(ACTIVITIES)
(a) Answer these questions from the passage on the pace of technological change.
(i) According to the Leading Edge Forum, how long does it take a technology to move from invention to ubiquity?
(ii) In what decade were 3D printing, artificial intelligence and robotics invented?
(iii) Which areas does the passage expect to start becoming commoditized in the next decade?
(b) Using the passage on the pace of technological change, explain why the author thinks Facebook's adoption rate, compared with that of radio or TV, does not prove that change is accelerating.
(c) Write the next part of the passage on the pace of technological change, picking up after its last sentence.

(TEXT BLOCK)
====================
When people talk about the pace of change speeding up, are they right? Or does it just feel that way because there is so much innovation - as opposed to invention - going on?

According to research by the Leading Edge Forum, it takes about 30 to 50 years for a technology to move from invention to ubiquity - sometimes longer. Many of today’s next big things - 3D printing, artificial intelligence, robotics - are 1960s inventions that only now can be produced at a scale, quality and cost that make them generally affordable.

Our experience of the digital revolution feels like incredibly rapid change because so many areas of our lives are changing at the same time - thanks to innovation powered by commoditisation - not  because technology itself is changing any faster.

Marketing experts compare user adoption of Facebook with that of radio or TV as proof of accelerated change, but those statistics are a result of comparative cheapness and mass availability, not of technological progress. If every TV was offered for free in the 1950s, its adoption would have been quicker.

The next decades

In the next decade, areas such as wearable technologies, internet of things, virtual and augmented reality, AI and driverless cars will start to become commoditised and generate huge amounts of often unpredictable changes.

Further ahead, graphene, quantum computing, genetics, bio-engineering and brain-computer interfaces will be at or approaching commoditisation and accelerated innovation in the next 30 to 50 years - well within the lifetime of today’s children.
====================
(DATA SECTION)
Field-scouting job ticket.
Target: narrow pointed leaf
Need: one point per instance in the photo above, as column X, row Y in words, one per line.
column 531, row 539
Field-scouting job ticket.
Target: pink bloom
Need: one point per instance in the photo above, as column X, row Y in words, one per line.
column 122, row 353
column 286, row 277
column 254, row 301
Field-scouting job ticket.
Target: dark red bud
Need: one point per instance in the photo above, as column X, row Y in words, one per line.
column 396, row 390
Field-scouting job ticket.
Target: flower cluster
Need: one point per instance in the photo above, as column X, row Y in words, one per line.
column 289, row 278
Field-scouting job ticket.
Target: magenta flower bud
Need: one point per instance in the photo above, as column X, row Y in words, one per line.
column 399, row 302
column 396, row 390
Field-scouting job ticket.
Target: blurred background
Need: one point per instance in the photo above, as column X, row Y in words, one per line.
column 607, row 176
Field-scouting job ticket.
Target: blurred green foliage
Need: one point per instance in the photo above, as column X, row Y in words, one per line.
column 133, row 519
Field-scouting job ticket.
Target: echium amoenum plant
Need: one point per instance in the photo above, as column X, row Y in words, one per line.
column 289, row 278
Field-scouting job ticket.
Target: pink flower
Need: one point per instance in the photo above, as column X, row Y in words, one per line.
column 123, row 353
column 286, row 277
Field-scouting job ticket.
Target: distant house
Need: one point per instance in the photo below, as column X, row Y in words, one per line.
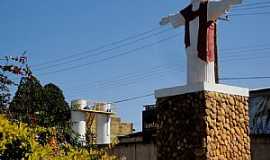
column 142, row 145
column 259, row 111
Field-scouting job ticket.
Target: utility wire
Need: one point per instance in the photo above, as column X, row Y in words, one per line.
column 224, row 79
column 132, row 98
column 251, row 4
column 244, row 78
column 250, row 14
column 251, row 8
column 111, row 57
column 79, row 58
column 98, row 48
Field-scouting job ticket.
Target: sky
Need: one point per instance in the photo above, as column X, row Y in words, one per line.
column 112, row 50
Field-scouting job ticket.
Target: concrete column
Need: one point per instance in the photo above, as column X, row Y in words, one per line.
column 203, row 121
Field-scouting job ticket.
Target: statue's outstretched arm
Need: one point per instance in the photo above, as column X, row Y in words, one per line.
column 176, row 20
column 218, row 7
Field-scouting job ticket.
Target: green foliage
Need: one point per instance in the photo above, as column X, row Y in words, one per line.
column 28, row 99
column 56, row 108
column 18, row 141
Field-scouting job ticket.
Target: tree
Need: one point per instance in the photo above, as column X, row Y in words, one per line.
column 4, row 92
column 55, row 105
column 28, row 99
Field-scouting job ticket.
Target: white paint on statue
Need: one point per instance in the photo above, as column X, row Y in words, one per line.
column 198, row 69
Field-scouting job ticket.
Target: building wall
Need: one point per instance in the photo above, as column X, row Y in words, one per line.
column 117, row 127
column 135, row 151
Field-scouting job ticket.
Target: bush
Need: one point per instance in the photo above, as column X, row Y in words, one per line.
column 19, row 141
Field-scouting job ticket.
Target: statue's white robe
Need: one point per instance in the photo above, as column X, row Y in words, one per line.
column 199, row 70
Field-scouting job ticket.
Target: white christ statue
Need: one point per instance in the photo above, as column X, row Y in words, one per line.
column 199, row 19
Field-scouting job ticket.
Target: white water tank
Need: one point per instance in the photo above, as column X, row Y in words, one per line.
column 78, row 104
column 78, row 120
column 103, row 122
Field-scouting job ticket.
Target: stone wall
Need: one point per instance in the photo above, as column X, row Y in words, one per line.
column 203, row 125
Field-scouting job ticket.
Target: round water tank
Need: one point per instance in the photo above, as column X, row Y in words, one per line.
column 103, row 123
column 78, row 126
column 78, row 104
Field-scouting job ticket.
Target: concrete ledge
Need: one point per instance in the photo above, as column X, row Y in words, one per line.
column 221, row 88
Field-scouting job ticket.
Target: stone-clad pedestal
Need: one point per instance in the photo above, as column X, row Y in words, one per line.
column 203, row 122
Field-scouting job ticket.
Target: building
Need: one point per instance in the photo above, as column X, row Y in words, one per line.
column 117, row 126
column 142, row 145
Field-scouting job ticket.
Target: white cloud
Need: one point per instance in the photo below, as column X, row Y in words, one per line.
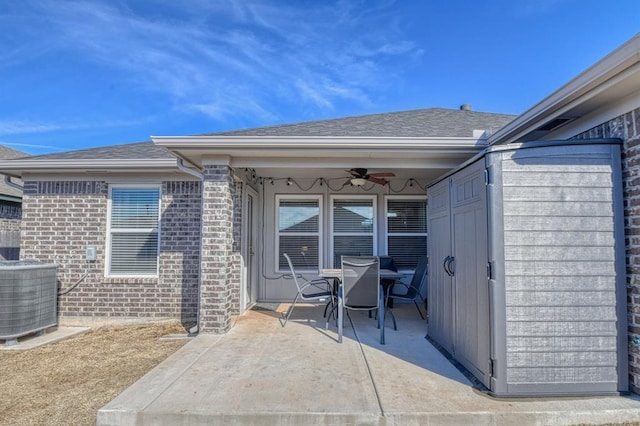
====================
(ANSWERS TO THE PROBLEMS)
(a)
(i) About 30 to 50 years, and sometimes longer.
(ii) The 1960s.
(iii) Wearable technologies, the internet of things, virtual and augmented reality, AI and driverless cars.

(b) The author says those adoption statistics come from comparative cheapness and mass availability, not from technological progress. As evidence, the passage says that TV adoption would have been quicker if every TV had been offered for free in the 1950s.

(c)
The unanswerable question is the extent to which social disruption may affect the rate of technology-led change. The industrial revolution led to huge social and cultural upheavals, and if - as many people believe - the digital revolution will produce change even more seismic in scope, what impact will that have?

The only certainty is that social change is going to come - look at the reactions to existing influences such as the gig economy, with taxi drivers blockading cities in protest at Uber. Look at how Facebook is being demonised over its use of our personal data, or YouTube for spreading extremist videos. There is plenty of evidence to suggest a serious tech backlash in the next few years. Who will be the Tolpuddle Martyrs or the textile worker Luddites of the digital age?

Structural issues in UK

In the UK, we have some severe structural issues we have to overcome before we can claim true leadership of the digital revolution. Brexit is one, undoubtedly. But corporate under-investment in IT is an ongoing issue and a big contributor to the UK’s productivity gap - according to a 2017 report by business group the CBI, the UK’s adoption of ERP and CRM systems is lower than it was in Denmark in 2009.

The UK continues to attract far higher venture capital investment into tech than any other European country - but at £2.5bn in 2018, that was down 28% on the previous year. When our start-ups make it big, we still sell our tech crown jewels to overseas owners - look at Cambridge chip pioneer ARM, now owned by Japan’s Softbank.

And then there are our creaking copper broadband networks and poor mobile coverage, along with perhaps the single biggest difficulty facing the UK digital economy - the growing digital skills shortage, compounded by the appalling lack of diversity in IT. If we can’t find the talent, and don’t reflect the make-up of the society that uses the tech we create, somewhere else will.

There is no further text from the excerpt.